> [Your task]
Reproduce the lines below exactly, starting at the line that contains "of the sunlit" and ending at the final line.

━━━━━━

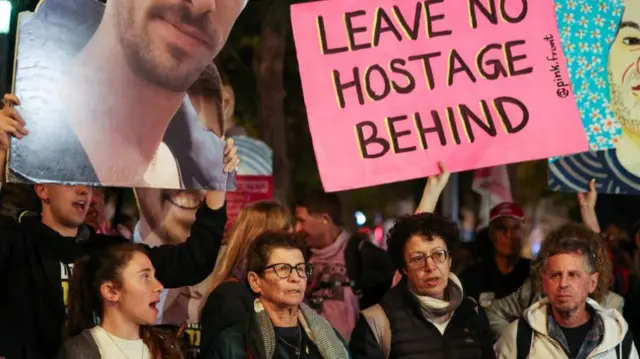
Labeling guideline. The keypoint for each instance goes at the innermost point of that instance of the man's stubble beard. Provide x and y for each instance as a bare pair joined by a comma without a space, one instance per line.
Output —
147,64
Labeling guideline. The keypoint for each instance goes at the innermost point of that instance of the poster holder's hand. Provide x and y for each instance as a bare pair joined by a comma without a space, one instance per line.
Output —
11,123
231,159
433,189
587,202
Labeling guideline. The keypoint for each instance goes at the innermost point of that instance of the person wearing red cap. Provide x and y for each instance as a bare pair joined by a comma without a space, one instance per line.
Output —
501,275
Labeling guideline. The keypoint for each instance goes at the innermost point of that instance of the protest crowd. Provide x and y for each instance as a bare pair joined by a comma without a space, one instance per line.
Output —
207,271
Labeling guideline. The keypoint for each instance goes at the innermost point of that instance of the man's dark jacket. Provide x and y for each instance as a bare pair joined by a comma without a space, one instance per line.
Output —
32,310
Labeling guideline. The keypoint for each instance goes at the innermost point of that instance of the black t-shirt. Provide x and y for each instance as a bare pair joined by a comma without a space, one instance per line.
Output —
290,339
575,337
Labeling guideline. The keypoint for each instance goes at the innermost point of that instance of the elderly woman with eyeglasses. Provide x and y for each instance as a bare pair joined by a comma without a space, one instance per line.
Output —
427,312
280,325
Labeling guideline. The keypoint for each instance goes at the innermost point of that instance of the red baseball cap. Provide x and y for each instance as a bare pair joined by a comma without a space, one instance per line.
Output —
506,209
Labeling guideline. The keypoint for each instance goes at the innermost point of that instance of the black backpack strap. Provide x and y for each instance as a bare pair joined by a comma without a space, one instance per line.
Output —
353,261
524,335
626,346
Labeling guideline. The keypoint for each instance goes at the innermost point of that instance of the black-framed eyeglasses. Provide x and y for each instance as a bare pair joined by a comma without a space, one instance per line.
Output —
284,270
420,261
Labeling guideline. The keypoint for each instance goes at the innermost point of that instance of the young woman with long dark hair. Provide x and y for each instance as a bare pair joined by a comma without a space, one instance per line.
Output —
112,305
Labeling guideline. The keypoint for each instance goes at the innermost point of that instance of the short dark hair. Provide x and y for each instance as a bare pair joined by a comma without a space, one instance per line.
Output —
427,225
576,238
260,250
320,202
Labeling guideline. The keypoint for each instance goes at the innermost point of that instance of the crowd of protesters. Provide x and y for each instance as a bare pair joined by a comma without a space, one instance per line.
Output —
293,283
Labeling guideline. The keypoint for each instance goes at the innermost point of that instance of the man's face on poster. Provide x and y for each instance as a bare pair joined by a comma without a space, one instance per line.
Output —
624,69
169,42
169,213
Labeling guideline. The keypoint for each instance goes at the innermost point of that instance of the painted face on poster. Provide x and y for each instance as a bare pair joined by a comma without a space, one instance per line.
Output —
100,86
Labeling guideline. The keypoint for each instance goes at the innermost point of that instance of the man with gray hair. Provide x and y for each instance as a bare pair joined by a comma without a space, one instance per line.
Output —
567,323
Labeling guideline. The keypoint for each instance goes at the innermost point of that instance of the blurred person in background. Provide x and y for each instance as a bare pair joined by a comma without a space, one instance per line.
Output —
349,273
506,271
231,301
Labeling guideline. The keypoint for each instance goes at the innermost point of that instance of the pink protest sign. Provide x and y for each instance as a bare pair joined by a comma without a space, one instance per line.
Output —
393,87
249,189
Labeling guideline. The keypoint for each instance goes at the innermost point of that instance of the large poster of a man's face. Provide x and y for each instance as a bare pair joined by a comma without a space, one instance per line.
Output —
612,100
103,91
166,215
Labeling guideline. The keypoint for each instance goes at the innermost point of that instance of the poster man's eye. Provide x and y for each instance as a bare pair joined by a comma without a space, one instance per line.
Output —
631,41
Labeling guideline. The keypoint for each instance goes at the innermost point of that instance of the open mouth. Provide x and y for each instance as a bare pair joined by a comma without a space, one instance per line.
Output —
80,206
184,199
432,282
154,305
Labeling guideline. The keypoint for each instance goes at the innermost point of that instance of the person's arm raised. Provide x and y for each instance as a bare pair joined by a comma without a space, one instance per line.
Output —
11,124
191,262
432,191
587,202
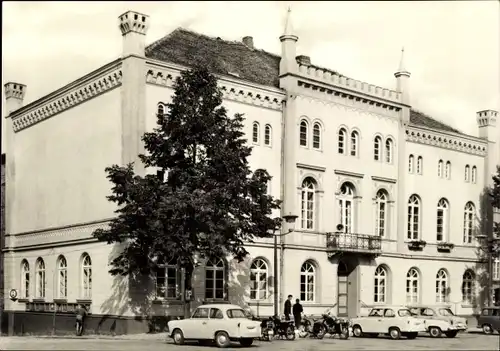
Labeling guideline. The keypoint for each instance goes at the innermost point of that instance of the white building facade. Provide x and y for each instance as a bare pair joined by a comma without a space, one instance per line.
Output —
407,189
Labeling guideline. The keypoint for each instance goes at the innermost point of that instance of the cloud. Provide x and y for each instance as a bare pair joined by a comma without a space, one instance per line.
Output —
452,48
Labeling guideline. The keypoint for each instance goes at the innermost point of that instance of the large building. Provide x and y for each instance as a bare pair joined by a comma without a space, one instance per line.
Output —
408,189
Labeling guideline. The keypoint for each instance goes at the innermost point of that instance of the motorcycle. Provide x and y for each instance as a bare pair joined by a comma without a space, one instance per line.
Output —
311,327
283,329
335,326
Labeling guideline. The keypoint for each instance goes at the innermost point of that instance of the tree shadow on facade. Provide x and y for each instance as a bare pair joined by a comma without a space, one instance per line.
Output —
481,269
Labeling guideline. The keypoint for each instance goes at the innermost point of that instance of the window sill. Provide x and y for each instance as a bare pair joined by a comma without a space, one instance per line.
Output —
167,302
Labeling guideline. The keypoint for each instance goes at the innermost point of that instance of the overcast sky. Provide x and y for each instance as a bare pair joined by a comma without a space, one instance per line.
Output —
451,48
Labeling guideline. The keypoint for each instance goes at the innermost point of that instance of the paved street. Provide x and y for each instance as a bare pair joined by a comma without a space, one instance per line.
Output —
155,342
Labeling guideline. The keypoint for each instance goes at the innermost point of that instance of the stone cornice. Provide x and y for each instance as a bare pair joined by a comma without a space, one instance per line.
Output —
96,83
232,89
346,102
456,142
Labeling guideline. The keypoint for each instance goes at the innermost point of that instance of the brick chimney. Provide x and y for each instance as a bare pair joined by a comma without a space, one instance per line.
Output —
248,41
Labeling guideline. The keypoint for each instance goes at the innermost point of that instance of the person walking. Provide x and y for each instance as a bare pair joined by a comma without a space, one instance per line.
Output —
297,313
288,307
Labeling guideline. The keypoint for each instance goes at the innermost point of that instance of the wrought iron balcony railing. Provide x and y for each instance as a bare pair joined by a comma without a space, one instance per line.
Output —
349,242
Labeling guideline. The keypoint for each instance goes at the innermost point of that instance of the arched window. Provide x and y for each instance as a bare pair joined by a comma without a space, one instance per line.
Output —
412,286
317,136
440,169
342,140
307,282
346,207
468,287
160,109
86,277
448,170
308,204
62,278
267,135
441,286
40,279
167,280
469,222
442,220
255,132
496,269
303,133
258,280
420,164
381,212
354,143
388,150
215,280
413,218
380,285
377,146
411,165
25,279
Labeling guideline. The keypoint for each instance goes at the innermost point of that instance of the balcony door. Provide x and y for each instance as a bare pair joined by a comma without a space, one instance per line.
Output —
343,290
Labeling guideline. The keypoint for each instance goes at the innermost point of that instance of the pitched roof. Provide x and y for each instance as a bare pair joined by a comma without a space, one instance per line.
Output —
418,118
188,48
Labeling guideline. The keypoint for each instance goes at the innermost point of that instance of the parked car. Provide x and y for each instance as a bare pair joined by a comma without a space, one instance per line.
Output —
395,321
489,320
439,320
222,323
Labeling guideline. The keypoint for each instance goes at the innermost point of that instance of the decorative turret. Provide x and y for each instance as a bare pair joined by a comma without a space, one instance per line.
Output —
288,40
403,80
134,26
14,96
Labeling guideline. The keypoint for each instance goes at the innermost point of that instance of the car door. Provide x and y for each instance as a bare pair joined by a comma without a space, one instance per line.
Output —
216,322
198,326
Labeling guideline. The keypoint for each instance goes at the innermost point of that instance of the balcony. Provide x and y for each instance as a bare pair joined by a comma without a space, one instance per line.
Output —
348,243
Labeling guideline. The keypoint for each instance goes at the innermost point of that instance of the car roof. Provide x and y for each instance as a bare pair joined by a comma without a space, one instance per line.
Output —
221,306
389,306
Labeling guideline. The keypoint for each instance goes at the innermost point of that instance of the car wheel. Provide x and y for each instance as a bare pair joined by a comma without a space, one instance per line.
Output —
411,336
435,332
246,342
178,337
222,339
395,333
487,329
356,331
451,334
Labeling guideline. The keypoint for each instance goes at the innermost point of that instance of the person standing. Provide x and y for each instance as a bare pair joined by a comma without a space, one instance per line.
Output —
288,307
297,313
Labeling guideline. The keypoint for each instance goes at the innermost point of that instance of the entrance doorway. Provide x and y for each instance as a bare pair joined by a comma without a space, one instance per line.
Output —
343,289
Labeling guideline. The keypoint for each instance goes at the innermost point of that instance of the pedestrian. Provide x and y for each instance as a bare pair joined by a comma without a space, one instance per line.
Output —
297,313
288,307
81,313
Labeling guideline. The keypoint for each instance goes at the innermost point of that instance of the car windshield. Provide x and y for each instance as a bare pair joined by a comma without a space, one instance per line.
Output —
405,313
236,313
445,312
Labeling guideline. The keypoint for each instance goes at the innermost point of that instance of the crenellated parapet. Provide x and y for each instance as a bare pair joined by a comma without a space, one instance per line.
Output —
74,94
232,89
333,78
456,142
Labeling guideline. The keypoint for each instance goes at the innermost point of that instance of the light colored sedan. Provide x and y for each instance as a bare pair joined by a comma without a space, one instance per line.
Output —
222,323
395,321
439,320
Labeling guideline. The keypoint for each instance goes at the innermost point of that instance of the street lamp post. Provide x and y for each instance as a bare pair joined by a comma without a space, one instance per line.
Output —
290,220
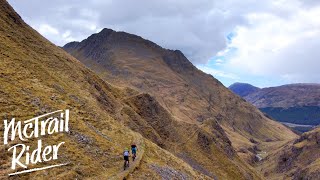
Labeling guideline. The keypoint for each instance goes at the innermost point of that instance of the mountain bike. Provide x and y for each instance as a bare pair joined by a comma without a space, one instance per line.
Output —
126,164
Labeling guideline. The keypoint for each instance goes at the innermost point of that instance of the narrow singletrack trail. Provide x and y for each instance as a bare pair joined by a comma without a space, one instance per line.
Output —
123,174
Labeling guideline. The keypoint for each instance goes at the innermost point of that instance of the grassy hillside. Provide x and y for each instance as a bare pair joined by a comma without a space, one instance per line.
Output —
37,77
299,159
190,113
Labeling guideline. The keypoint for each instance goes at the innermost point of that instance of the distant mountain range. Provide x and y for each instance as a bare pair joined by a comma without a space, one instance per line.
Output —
293,103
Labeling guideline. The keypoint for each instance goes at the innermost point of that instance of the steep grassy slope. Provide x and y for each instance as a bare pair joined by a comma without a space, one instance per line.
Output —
187,93
37,77
299,159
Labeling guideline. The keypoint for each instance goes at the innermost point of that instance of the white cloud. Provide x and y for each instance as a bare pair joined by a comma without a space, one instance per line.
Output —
278,38
46,30
285,47
218,73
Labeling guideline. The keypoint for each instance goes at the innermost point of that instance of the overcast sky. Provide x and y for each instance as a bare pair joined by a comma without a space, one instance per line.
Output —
262,42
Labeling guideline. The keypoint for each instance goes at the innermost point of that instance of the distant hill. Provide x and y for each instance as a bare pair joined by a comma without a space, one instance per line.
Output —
243,89
205,117
292,103
298,159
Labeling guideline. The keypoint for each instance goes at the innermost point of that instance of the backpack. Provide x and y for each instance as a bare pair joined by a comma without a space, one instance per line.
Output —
126,153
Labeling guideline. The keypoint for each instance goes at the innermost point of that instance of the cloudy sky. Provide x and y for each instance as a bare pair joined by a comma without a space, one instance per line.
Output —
262,42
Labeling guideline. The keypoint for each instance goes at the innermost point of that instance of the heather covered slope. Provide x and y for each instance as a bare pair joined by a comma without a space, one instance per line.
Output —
37,77
188,94
299,159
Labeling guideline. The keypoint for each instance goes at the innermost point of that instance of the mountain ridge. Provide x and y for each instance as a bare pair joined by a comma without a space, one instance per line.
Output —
189,95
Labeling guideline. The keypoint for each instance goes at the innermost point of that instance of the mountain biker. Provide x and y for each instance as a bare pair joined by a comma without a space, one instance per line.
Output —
134,151
126,155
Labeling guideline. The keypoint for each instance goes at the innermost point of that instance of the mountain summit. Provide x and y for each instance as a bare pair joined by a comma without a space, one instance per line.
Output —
216,119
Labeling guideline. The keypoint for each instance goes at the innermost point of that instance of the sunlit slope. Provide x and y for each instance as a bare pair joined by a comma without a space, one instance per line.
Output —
189,95
36,77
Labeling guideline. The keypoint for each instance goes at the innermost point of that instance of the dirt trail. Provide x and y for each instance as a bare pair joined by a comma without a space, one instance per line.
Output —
123,174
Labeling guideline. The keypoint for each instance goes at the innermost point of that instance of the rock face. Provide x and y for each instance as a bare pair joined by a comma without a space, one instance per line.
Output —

━━━━━━

> [Output of the task]
Labeling guideline. The keypoint for each instance goes at the innermost point of that instance of the sunlit slope. Provide x and y for each instance as a bare pair joined by a comma without a space, one instance per line.
Output —
189,95
36,77
Labeling guideline. The keypoint for each instance goes at the innermost point of that instance of the dirt trail. Provide x and y for each instance as a bare pair joined by a comma without a space, one instance per line.
Output —
123,174
Labeling guideline. The keypoint for each instance goes at the innermost point of that instance of the rock face. Provide x and y for each instance as a bare pair joined by a comma without a space, one instance per line.
Output —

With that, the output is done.